1. Early on in The Crazed, Weiya chides the narrator, “You’re a bit too emotional, perhaps because you’re not experienced in life yet” [p. 119]. Do you agree with her? Why did Ha Jin choose Jian as the narrator? What are Jian’s strengths and weaknesses as a character and a narrator? How does his lack of objectivity affect your reading? Is his version of the events throughout the course of the novel believable? How does the narrator’s sense of self evolve? Is this ultimately a coming-of-age novel?
2. What American notions of China and its particular form of communism are confirmed or challenged in this novel? What do you think Ha Jin is saying about Chinese communism and its effect on the individual and society?
3. What determines/undermines romantic attachments in this novel? Are there any fulfilled and satisfied love relationships in this novel? How do the relationships compare or contrast to those in Waiting, if you’ve read Ha Jin’s earlier novel? What is Ha Jin saying about love, romantic or otherwise?
4. Professor Yang’s students dislike studying political science, but he defends it as crucial and invaluable, “Human beings have always lived in some kind of political environment” [p. 199]. Later he pontificates that, “It’s personal interests that motivate the individual and therefore generate the dynamics of history” [p. 320]. What do you think of these two statements? Do you agree with Professor Yang?

§ **SET TASK 1**
Answer these from the reading guide on The Crazed:
(a) Which character tells the narrator, "You're a bit too emotional"?
(b) Which subject do Professor Yang's students dislike studying?
(c) What is the title of Ha Jin's earlier novel that the reading guide mentions?
§ **SET TASK 2**
List every page number that the reading guide on The Crazed cites.

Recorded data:
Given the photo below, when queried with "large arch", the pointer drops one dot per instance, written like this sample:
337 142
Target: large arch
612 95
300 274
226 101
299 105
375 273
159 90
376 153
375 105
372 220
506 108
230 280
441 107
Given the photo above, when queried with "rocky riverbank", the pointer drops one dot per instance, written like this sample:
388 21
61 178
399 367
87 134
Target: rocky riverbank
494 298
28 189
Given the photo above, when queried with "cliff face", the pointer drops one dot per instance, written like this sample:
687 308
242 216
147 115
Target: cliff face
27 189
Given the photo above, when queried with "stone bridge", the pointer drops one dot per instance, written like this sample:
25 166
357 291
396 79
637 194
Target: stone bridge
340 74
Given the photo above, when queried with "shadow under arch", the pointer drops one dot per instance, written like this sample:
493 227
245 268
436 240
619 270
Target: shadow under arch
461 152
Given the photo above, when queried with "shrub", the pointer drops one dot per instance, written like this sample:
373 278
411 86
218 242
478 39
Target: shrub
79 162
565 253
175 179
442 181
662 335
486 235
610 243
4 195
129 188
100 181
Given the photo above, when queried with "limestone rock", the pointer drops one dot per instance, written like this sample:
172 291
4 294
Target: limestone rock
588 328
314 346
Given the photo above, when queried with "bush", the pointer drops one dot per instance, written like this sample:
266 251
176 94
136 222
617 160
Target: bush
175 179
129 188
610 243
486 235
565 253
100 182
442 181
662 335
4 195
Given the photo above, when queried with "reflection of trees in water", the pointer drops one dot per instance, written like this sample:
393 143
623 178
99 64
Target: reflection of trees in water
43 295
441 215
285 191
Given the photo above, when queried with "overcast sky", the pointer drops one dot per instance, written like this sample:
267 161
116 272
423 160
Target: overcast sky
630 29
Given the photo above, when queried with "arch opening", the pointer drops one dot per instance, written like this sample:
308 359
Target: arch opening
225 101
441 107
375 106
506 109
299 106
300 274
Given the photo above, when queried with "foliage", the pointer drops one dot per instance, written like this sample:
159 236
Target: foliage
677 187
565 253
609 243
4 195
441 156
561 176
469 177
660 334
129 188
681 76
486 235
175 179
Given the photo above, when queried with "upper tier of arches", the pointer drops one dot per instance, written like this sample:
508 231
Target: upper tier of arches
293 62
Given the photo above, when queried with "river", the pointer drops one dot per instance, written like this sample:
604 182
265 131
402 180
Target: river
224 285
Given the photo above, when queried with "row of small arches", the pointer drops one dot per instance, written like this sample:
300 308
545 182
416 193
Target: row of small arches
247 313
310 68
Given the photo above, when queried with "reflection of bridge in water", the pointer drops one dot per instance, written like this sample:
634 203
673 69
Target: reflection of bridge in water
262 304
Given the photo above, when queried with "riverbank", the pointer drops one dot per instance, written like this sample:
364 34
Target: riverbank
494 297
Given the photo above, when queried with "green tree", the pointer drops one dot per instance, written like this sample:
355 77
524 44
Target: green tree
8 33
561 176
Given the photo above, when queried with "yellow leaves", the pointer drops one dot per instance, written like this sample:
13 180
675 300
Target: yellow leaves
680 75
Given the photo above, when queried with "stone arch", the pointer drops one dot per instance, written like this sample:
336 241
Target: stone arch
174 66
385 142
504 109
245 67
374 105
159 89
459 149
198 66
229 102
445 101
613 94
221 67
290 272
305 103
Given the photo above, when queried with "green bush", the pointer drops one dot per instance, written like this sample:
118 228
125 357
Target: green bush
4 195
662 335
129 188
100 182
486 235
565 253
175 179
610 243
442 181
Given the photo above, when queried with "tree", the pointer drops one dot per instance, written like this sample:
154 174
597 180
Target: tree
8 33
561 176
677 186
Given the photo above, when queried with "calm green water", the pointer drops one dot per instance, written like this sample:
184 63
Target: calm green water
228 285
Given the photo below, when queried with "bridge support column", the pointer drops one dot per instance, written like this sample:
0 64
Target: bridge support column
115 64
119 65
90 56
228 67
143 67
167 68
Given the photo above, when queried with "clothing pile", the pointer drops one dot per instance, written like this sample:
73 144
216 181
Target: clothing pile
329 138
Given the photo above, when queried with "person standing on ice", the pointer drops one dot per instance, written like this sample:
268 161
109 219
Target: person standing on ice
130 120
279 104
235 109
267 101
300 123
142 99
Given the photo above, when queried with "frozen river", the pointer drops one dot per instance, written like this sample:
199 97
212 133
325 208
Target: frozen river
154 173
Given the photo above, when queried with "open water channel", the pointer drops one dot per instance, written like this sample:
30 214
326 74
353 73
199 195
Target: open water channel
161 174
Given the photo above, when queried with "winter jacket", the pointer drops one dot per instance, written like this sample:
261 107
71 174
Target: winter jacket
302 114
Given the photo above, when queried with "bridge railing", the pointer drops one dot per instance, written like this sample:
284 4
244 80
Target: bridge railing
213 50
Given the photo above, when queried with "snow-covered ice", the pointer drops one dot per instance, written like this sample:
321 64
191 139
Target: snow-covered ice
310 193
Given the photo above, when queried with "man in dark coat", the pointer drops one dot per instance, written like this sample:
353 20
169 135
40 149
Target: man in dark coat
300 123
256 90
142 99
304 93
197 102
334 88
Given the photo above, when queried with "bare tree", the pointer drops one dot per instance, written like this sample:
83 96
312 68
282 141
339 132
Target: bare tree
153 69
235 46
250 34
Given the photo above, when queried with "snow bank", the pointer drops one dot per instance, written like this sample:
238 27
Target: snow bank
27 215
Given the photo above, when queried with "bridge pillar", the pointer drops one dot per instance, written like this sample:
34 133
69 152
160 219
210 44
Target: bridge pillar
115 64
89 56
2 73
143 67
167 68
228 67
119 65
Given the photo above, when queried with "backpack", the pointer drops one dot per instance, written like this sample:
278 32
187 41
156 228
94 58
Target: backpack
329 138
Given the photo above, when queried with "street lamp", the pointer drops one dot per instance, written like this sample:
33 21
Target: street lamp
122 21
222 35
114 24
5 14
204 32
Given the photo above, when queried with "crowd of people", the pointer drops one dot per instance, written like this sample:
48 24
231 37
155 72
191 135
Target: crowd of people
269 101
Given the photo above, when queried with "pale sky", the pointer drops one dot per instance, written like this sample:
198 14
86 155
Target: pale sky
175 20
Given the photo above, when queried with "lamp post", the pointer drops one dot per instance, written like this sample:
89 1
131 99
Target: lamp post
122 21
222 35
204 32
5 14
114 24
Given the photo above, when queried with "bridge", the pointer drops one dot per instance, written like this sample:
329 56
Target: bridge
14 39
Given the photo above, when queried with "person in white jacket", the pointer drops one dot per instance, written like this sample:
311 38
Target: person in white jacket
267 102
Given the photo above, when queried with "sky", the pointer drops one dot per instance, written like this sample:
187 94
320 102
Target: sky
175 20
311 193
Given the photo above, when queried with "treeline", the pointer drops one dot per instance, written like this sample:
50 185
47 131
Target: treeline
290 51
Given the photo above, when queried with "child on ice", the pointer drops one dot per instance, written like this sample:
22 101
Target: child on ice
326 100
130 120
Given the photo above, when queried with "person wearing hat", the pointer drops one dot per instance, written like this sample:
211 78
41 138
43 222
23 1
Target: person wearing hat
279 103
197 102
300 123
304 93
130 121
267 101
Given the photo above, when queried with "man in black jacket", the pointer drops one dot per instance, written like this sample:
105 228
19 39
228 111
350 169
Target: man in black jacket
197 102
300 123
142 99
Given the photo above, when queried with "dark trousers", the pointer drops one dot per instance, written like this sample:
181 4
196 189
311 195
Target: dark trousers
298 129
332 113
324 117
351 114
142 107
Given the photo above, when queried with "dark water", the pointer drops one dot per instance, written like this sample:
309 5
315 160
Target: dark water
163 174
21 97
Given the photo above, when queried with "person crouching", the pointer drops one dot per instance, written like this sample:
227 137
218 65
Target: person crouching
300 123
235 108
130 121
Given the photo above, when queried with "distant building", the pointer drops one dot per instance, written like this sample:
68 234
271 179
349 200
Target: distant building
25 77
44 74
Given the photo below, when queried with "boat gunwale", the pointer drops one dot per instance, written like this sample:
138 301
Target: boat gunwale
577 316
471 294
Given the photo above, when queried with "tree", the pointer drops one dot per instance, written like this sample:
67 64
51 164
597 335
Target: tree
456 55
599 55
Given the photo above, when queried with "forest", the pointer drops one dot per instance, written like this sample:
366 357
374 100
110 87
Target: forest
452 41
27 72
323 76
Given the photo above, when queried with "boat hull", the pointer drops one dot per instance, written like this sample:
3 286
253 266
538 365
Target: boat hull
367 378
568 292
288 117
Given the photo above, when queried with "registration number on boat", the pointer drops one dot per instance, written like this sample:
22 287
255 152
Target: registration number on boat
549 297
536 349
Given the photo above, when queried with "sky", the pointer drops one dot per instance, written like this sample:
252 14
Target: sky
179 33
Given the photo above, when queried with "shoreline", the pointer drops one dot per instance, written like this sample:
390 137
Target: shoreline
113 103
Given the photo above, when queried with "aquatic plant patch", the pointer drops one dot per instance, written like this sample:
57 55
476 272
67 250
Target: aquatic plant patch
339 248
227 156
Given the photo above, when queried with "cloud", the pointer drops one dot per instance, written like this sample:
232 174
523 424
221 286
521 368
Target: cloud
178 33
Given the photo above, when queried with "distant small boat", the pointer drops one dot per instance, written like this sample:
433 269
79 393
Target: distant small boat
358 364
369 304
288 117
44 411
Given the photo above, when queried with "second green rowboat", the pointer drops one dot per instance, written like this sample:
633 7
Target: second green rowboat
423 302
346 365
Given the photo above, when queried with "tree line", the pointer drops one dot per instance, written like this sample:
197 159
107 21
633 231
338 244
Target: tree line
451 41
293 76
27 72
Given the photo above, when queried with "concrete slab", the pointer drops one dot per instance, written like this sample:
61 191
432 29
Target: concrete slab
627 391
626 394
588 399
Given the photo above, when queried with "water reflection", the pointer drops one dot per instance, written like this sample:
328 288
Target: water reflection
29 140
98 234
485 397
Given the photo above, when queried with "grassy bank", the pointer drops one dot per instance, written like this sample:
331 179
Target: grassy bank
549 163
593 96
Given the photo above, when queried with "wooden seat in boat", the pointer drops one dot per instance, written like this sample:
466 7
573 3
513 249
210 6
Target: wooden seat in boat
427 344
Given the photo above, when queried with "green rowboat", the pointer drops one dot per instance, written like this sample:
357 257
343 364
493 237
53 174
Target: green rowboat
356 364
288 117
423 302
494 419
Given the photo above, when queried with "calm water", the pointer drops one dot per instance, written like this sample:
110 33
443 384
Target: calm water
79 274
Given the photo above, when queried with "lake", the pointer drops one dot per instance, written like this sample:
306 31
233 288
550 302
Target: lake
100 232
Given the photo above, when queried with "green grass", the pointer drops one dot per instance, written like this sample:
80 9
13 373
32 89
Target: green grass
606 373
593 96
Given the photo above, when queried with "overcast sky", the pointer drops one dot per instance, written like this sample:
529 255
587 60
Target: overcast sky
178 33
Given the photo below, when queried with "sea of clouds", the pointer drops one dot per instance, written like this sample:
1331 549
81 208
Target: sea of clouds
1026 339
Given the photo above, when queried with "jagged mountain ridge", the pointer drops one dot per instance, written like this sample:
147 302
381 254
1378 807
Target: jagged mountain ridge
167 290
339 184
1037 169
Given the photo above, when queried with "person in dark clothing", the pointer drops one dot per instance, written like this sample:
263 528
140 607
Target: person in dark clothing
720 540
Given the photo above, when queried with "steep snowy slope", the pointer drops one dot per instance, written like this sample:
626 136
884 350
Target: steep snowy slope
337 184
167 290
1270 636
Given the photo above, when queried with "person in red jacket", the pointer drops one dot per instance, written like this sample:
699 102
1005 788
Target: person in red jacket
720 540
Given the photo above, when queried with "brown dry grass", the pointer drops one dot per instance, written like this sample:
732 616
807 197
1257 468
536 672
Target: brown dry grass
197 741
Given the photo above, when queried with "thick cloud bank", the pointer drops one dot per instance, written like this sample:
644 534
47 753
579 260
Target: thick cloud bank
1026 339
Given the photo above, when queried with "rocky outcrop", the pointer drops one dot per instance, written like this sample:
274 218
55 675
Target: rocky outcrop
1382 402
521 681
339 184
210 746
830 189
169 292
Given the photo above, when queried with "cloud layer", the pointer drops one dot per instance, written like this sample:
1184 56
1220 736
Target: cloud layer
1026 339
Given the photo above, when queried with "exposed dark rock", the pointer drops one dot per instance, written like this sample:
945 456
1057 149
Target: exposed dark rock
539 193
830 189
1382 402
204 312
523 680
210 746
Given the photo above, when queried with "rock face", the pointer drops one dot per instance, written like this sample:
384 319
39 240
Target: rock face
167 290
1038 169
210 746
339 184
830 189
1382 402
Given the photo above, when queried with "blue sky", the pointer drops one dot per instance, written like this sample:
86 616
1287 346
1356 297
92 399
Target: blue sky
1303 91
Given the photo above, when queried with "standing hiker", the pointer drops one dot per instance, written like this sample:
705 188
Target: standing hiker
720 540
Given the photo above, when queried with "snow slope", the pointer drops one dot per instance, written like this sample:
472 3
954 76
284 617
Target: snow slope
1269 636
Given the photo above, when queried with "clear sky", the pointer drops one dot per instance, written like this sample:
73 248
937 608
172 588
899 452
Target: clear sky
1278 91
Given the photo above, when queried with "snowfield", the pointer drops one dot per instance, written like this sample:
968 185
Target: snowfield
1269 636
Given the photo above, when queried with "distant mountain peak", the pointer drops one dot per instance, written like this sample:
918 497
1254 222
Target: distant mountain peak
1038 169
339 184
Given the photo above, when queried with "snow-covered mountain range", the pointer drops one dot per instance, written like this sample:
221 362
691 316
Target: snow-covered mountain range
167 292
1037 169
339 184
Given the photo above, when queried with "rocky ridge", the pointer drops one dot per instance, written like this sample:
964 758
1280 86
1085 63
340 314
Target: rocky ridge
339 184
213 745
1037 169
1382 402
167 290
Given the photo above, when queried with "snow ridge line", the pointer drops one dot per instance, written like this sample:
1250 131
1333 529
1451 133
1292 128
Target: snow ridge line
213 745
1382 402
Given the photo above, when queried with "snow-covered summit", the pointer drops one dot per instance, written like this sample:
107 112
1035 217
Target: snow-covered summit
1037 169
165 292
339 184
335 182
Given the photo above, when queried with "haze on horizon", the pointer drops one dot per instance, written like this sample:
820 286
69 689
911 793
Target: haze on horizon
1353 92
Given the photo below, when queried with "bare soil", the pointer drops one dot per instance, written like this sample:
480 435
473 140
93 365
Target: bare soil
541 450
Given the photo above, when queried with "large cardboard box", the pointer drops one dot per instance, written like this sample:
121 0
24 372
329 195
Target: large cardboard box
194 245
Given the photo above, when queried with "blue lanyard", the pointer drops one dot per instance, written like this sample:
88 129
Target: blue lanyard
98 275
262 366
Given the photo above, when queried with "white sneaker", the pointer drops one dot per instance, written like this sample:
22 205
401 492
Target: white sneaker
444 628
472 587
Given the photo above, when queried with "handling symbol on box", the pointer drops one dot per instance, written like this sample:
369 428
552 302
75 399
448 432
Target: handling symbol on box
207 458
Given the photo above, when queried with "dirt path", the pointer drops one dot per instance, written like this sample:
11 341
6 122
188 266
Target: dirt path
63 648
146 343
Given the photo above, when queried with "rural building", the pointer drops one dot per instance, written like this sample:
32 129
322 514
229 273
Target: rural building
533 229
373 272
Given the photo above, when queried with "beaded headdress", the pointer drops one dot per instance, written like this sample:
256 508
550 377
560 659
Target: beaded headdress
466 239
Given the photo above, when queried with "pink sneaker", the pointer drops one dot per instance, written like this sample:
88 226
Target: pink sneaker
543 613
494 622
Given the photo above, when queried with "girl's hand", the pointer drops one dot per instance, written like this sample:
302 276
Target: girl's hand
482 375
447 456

§ **EXERCISE ANSWER 1**
(a) Weiya
(b) Political science
(c) Waiting

§ **EXERCISE ANSWER 2**
119, 199, 320